Problems and tasks -
- a) Return the passage of the Francesco Romani biography from "Due to his fame, Queen" to "his several writings.", copied word for word.
- b) In the Francesco Romani biography, who appointed Romani as court ordinary doctor?
- c) Summarize the Francesco Romani biography in two sentences.

Text excerpt -
%%
Francesco Romani (Vasto, 24 September 1785 – Naples, 14 November 1852) was an Italian medical doctor.

==Biography==
Francesco Romani was born in Vasto, in 1785. After his first studies in maths, philosophy and literature in the near Chieti, he came back to his hometown where he started to teach literature; just a few months later, he suddenly changed his mind and joined the Naples university of medicine.

Due to his fame, Queen Maria Amalia of Naples and Sicily appointed him as her court ordinary doctor. With the Austrian troops who occupied the country in 1822, owing to a revolution, Romani had the great possibility to meet the homoeopathic Dr Necker that give him his first notions about the Samuel Hahnemann’s therapy. After some treatments on himself, he devoted himself to the study of this new kind of medicine. In turn, Romani was the first doctor to introduce the new doctrine of Homeopathy into Italy and spread it abroad through his several writings.
%%
Material shown -
%%
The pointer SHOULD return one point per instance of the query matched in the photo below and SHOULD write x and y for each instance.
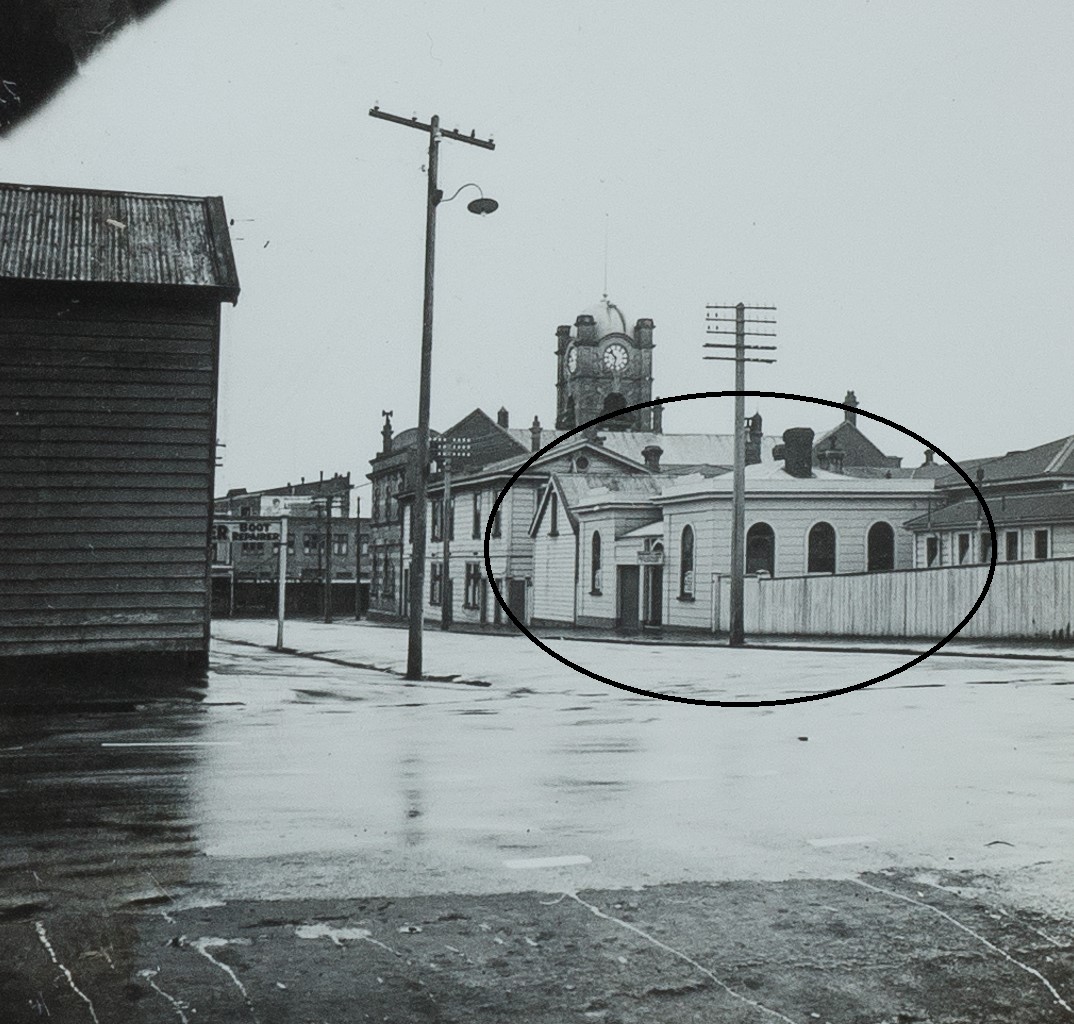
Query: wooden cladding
(107, 441)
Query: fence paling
(1027, 600)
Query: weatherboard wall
(107, 423)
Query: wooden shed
(110, 329)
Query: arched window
(596, 576)
(881, 557)
(569, 418)
(760, 549)
(686, 562)
(822, 548)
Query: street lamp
(434, 198)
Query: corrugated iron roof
(1010, 510)
(90, 236)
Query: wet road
(303, 777)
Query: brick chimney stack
(586, 329)
(797, 451)
(754, 435)
(387, 432)
(851, 400)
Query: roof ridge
(1061, 456)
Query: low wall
(1026, 601)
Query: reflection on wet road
(295, 776)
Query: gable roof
(1048, 508)
(583, 490)
(857, 448)
(93, 236)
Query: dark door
(627, 586)
(517, 597)
(654, 594)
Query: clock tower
(603, 365)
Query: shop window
(686, 563)
(1040, 544)
(931, 550)
(963, 548)
(476, 517)
(822, 548)
(436, 509)
(881, 543)
(596, 576)
(472, 597)
(1011, 545)
(760, 549)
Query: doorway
(627, 588)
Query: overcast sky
(895, 177)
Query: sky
(894, 177)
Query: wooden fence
(1026, 601)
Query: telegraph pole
(736, 633)
(449, 448)
(328, 558)
(414, 663)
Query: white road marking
(969, 931)
(67, 974)
(548, 862)
(841, 840)
(178, 743)
(693, 963)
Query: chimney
(386, 431)
(798, 451)
(643, 333)
(831, 458)
(586, 329)
(753, 437)
(851, 416)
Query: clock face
(615, 357)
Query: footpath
(887, 949)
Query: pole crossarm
(446, 132)
(735, 359)
(742, 305)
(726, 345)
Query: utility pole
(358, 556)
(449, 448)
(328, 557)
(414, 663)
(736, 633)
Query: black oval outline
(722, 394)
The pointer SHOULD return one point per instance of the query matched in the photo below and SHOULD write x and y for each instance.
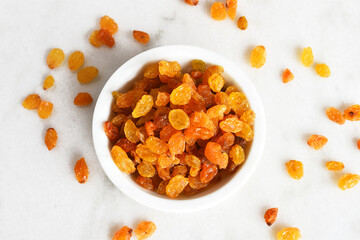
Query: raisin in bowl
(123, 166)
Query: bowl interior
(124, 78)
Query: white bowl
(120, 81)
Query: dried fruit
(289, 233)
(87, 74)
(109, 24)
(348, 180)
(218, 11)
(83, 99)
(45, 109)
(334, 166)
(287, 76)
(141, 37)
(32, 101)
(176, 186)
(242, 23)
(317, 141)
(48, 82)
(143, 106)
(179, 119)
(81, 171)
(106, 38)
(335, 115)
(352, 113)
(295, 169)
(144, 230)
(121, 160)
(270, 216)
(307, 57)
(55, 58)
(50, 138)
(322, 70)
(124, 233)
(258, 57)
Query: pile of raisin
(177, 132)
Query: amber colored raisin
(258, 57)
(143, 106)
(106, 38)
(317, 141)
(218, 11)
(141, 37)
(289, 233)
(76, 60)
(179, 119)
(307, 57)
(176, 185)
(121, 160)
(83, 99)
(348, 180)
(48, 82)
(242, 23)
(352, 113)
(270, 216)
(87, 74)
(45, 109)
(170, 69)
(81, 171)
(177, 143)
(334, 166)
(124, 233)
(55, 58)
(295, 169)
(322, 70)
(144, 230)
(109, 24)
(287, 76)
(50, 138)
(94, 39)
(32, 101)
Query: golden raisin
(121, 160)
(334, 166)
(109, 24)
(124, 233)
(83, 99)
(317, 141)
(176, 186)
(287, 76)
(81, 171)
(289, 233)
(50, 138)
(32, 101)
(352, 113)
(87, 74)
(141, 37)
(322, 70)
(45, 109)
(218, 11)
(307, 57)
(242, 23)
(270, 216)
(179, 119)
(295, 169)
(144, 230)
(76, 60)
(258, 57)
(335, 115)
(55, 58)
(48, 82)
(348, 180)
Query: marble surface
(39, 197)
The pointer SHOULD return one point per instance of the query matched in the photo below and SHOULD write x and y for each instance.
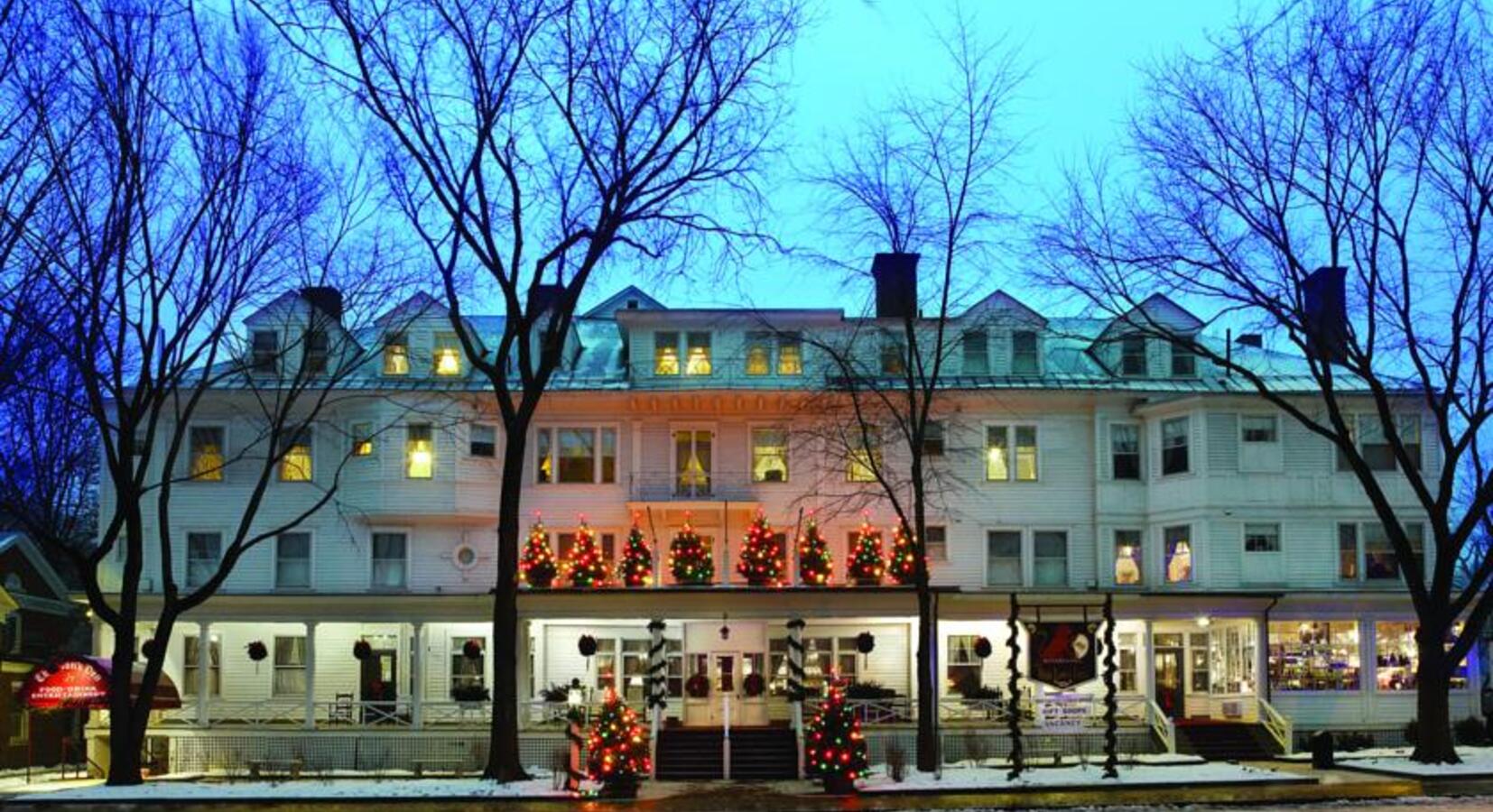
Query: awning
(82, 682)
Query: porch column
(657, 686)
(203, 669)
(796, 684)
(417, 688)
(1148, 669)
(311, 675)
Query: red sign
(66, 682)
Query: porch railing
(1278, 725)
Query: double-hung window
(769, 454)
(390, 561)
(1175, 442)
(1011, 453)
(1025, 358)
(1125, 451)
(203, 554)
(293, 561)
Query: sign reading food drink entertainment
(1061, 654)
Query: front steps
(1226, 741)
(757, 754)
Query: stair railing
(1162, 724)
(1276, 724)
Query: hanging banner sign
(1062, 654)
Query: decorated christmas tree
(690, 557)
(538, 563)
(762, 556)
(584, 565)
(833, 747)
(867, 563)
(636, 566)
(617, 751)
(902, 566)
(815, 563)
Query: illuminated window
(420, 451)
(447, 354)
(666, 353)
(362, 439)
(698, 360)
(790, 354)
(1178, 554)
(759, 354)
(1127, 558)
(296, 462)
(396, 354)
(769, 456)
(207, 454)
(865, 457)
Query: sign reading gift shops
(1062, 654)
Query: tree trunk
(504, 761)
(125, 739)
(927, 682)
(1433, 741)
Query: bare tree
(532, 142)
(1353, 136)
(175, 198)
(920, 177)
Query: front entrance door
(1169, 681)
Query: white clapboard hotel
(1256, 595)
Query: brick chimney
(896, 276)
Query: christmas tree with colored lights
(617, 750)
(762, 556)
(584, 565)
(538, 563)
(867, 563)
(636, 566)
(690, 558)
(904, 565)
(815, 561)
(833, 747)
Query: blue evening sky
(1082, 57)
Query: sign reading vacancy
(1061, 654)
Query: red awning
(72, 681)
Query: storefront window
(1399, 656)
(1312, 656)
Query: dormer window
(396, 354)
(698, 358)
(1132, 355)
(264, 353)
(977, 351)
(1184, 364)
(1025, 353)
(315, 353)
(447, 354)
(666, 353)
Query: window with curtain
(293, 561)
(290, 666)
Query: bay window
(1314, 656)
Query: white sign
(1065, 712)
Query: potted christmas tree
(617, 751)
(815, 561)
(636, 566)
(762, 556)
(538, 563)
(833, 747)
(584, 563)
(690, 558)
(902, 566)
(867, 563)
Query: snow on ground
(169, 790)
(1075, 777)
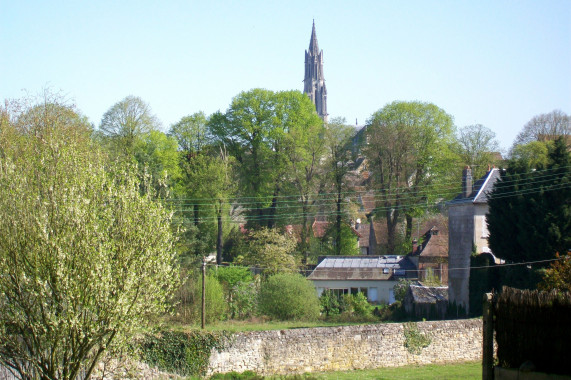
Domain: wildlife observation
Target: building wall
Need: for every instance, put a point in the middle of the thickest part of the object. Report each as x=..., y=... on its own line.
x=347, y=348
x=480, y=228
x=384, y=288
x=460, y=240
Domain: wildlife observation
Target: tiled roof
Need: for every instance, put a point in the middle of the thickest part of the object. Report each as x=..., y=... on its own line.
x=481, y=188
x=429, y=294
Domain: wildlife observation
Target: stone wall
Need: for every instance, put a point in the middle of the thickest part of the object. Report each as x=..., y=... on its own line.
x=347, y=348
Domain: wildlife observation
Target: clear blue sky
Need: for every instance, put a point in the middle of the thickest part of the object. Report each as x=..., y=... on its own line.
x=496, y=63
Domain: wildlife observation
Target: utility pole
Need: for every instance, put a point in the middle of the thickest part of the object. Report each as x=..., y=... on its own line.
x=203, y=292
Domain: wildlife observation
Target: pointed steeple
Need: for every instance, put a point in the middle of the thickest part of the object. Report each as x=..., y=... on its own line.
x=314, y=82
x=313, y=47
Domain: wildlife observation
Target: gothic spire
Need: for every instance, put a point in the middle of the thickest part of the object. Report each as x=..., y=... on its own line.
x=313, y=47
x=314, y=82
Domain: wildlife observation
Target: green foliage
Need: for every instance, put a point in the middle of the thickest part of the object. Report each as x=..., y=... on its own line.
x=230, y=276
x=357, y=304
x=216, y=306
x=329, y=303
x=270, y=250
x=558, y=275
x=191, y=133
x=340, y=241
x=476, y=145
x=157, y=153
x=86, y=259
x=410, y=156
x=241, y=291
x=246, y=375
x=288, y=296
x=181, y=353
x=414, y=340
x=533, y=154
x=125, y=122
x=244, y=300
x=400, y=289
x=529, y=214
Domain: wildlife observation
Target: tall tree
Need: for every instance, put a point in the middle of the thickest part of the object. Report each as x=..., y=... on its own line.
x=191, y=132
x=338, y=136
x=304, y=147
x=126, y=121
x=476, y=147
x=529, y=214
x=545, y=126
x=252, y=133
x=409, y=153
x=157, y=154
x=85, y=258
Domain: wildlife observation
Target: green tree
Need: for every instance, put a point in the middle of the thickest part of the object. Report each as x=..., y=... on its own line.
x=288, y=296
x=338, y=135
x=250, y=131
x=533, y=154
x=409, y=153
x=558, y=275
x=544, y=126
x=125, y=122
x=85, y=258
x=216, y=306
x=157, y=154
x=304, y=147
x=476, y=147
x=191, y=133
x=341, y=242
x=529, y=215
x=270, y=250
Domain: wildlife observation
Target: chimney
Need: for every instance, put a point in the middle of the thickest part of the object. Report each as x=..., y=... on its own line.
x=466, y=182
%%
Answers provided -
- a)
Due to his fame, Queen Maria Amalia of Naples and Sicily appointed him as her court ordinary doctor. With the Austrian troops who occupied the country in 1822, owing to a revolution, Romani had the great possibility to meet the homoeopathic Dr Necker that give him his first notions about the Samuel Hahnemann’s therapy. After some treatments on himself, he devoted himself to the study of this new kind of medicine. In turn, Romani was the first doctor to introduce the new doctrine of Homeopathy into Italy and spread it abroad through his several writings.

- b) Queen Maria Amalia of Naples and Sicily.

- c) Francesco Romani, an Italian medical doctor born in Vasto in 1785, studied in Chieti and briefly taught literature before joining the Naples university of medicine. He later served as court ordinary doctor to Queen Maria Amalia of Naples and Sicily, learned about Hahnemann's therapy from Dr Necker, and became the first doctor to introduce Homeopathy into Italy.